◆ **Trecho para leitura**:

******

Em Portugal, o divórcio pode ser por mútuo consentimento ou sem consentimento de um dos cônjuges. No primeiro caso, "O divórcio por mútuo consentimento pode ser instaurado a todo tempo na conservatória do registo civil, mediante requerimento assinado pelos cônjuges ou seus procuradores,...". No segundo caso, se o casal não tiver conseguido um acordo, o divórcio será instaurado perante o tribunal, conforme as disposições dos artigos 1773º e 1775º do Código Civil, com a nova redação que lhes deu a Lei nº 61/2008, de 31 de outubro.
O Código Civil alemão (BGB) prevê o divórcio para os que vivem juntos há um ano e a continuação do casamento representa para o cônjuge demandante um grave prejuízo (§ 1565-2). Se os cônjuges vivem separados há um ano, ambos podem solicitar o divórcio ou o demandado concorda com o pedido (§ 1566-1). Presume-se de maneira incontestável o fracasso do casamento se os cônjuges vivem separados há três anos (§ 1566-2).
A proposta do IBDFAM recolhe nessa matéria um fenômeno mundial: a dissolução do casamento liberta de obstáculos, impedimentos, prazos e atividades burocráticas (audiências, interrogatórios, pareceres, perícias, testemunhas, sentenças e recursos), de tudo o que invade a intimidade do casal, que deve se submeter apenas à sua vontade, como valor assegurado pelo ordenamento jurídico, evitando uma excessiva intervenção do Estado na vida privada das pessoas.

******

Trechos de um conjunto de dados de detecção
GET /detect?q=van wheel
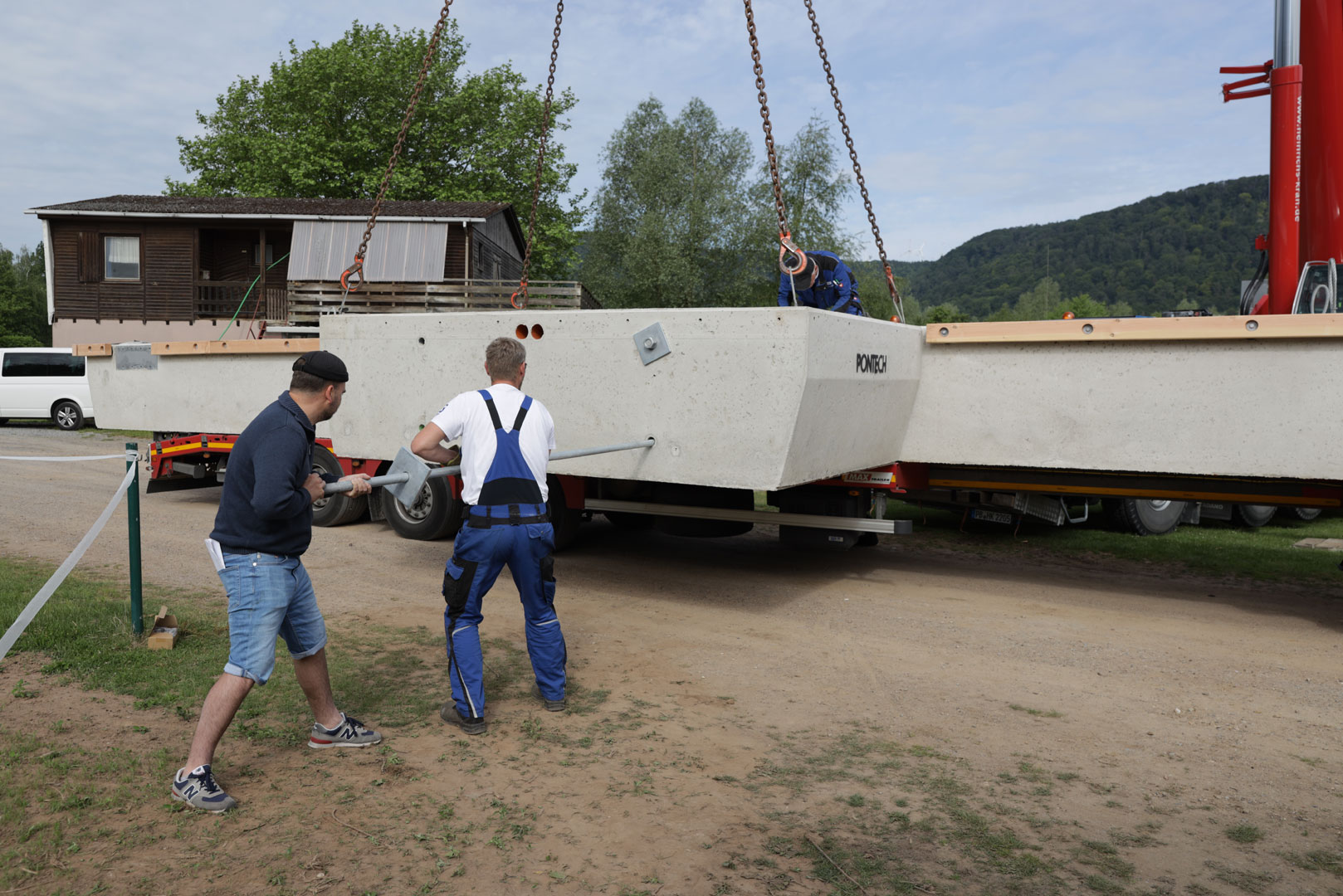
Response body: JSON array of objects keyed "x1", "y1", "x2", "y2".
[
  {"x1": 313, "y1": 445, "x2": 368, "y2": 527},
  {"x1": 51, "y1": 402, "x2": 83, "y2": 430}
]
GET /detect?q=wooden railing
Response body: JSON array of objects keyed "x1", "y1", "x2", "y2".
[
  {"x1": 286, "y1": 280, "x2": 600, "y2": 324},
  {"x1": 195, "y1": 280, "x2": 289, "y2": 321}
]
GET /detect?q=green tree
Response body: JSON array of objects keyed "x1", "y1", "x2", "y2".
[
  {"x1": 580, "y1": 97, "x2": 774, "y2": 308},
  {"x1": 164, "y1": 22, "x2": 584, "y2": 277},
  {"x1": 754, "y1": 115, "x2": 854, "y2": 258},
  {"x1": 0, "y1": 243, "x2": 51, "y2": 348},
  {"x1": 1052, "y1": 293, "x2": 1117, "y2": 317}
]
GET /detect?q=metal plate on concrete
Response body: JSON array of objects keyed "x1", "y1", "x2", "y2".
[{"x1": 634, "y1": 324, "x2": 672, "y2": 367}]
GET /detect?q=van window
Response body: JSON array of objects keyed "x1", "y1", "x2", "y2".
[{"x1": 0, "y1": 352, "x2": 85, "y2": 376}]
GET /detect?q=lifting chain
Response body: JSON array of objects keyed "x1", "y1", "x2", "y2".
[
  {"x1": 741, "y1": 0, "x2": 807, "y2": 277},
  {"x1": 800, "y1": 0, "x2": 906, "y2": 321},
  {"x1": 339, "y1": 0, "x2": 452, "y2": 303},
  {"x1": 509, "y1": 0, "x2": 564, "y2": 308}
]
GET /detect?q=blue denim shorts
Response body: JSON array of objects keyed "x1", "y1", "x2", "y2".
[{"x1": 219, "y1": 552, "x2": 326, "y2": 684}]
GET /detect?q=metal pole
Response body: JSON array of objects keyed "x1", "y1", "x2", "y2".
[
  {"x1": 322, "y1": 436, "x2": 658, "y2": 494},
  {"x1": 126, "y1": 442, "x2": 145, "y2": 634}
]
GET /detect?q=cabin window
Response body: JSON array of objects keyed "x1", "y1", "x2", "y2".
[{"x1": 102, "y1": 236, "x2": 139, "y2": 280}]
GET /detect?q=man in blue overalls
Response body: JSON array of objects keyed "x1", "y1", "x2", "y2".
[
  {"x1": 779, "y1": 250, "x2": 865, "y2": 317},
  {"x1": 411, "y1": 337, "x2": 565, "y2": 735}
]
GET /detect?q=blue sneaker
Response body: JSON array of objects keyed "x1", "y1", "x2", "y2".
[{"x1": 172, "y1": 766, "x2": 237, "y2": 814}]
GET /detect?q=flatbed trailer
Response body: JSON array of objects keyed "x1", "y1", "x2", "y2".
[{"x1": 76, "y1": 308, "x2": 1343, "y2": 547}]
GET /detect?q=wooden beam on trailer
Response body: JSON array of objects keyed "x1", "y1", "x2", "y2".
[
  {"x1": 152, "y1": 338, "x2": 321, "y2": 354},
  {"x1": 924, "y1": 314, "x2": 1343, "y2": 345}
]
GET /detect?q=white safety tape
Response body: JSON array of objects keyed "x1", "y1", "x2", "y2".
[
  {"x1": 0, "y1": 454, "x2": 135, "y2": 660},
  {"x1": 0, "y1": 453, "x2": 126, "y2": 462}
]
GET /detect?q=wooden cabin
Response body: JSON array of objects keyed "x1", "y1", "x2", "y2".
[{"x1": 28, "y1": 196, "x2": 593, "y2": 347}]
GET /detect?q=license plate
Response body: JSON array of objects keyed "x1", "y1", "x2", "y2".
[{"x1": 969, "y1": 510, "x2": 1011, "y2": 525}]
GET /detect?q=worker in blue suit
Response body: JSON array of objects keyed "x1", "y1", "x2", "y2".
[
  {"x1": 779, "y1": 250, "x2": 865, "y2": 316},
  {"x1": 411, "y1": 336, "x2": 567, "y2": 735}
]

******

◆ **O que fazer**:
1. Quais atividades burocráticas aparecem listadas entre parênteses no trecho sobre divórcio?
2. Pode reescrever a passagem do trecho sobre divórcio que vai de "O Código Civil alemão" até "privada das pessoas.", trocando "casamento" por "matrimônio"?

◆ **Respostas**:
1. Audiências, interrogatórios, pareceres, perícias, testemunhas, sentenças e recursos.

2.
O Código Civil alemão (BGB) prevê o divórcio para os que vivem juntos há um ano e a continuação do matrimônio representa para o cônjuge demandante um grave prejuízo (§ 1565-2). Se os cônjuges vivem separados há um ano, ambos podem solicitar o divórcio ou o demandado concorda com o pedido (§ 1566-1). Presume-se de maneira incontestável o fracasso do matrimônio se os cônjuges vivem separados há três anos (§ 1566-2).
A proposta do IBDFAM recolhe nessa matéria um fenômeno mundial: a dissolução do matrimônio liberta de obstáculos, impedimentos, prazos e atividades burocráticas (audiências, interrogatórios, pareceres, perícias, testemunhas, sentenças e recursos), de tudo o que invade a intimidade do casal, que deve se submeter apenas à sua vontade, como valor assegurado pelo ordenamento jurídico, evitando uma excessiva intervenção do Estado na vida privada das pessoas.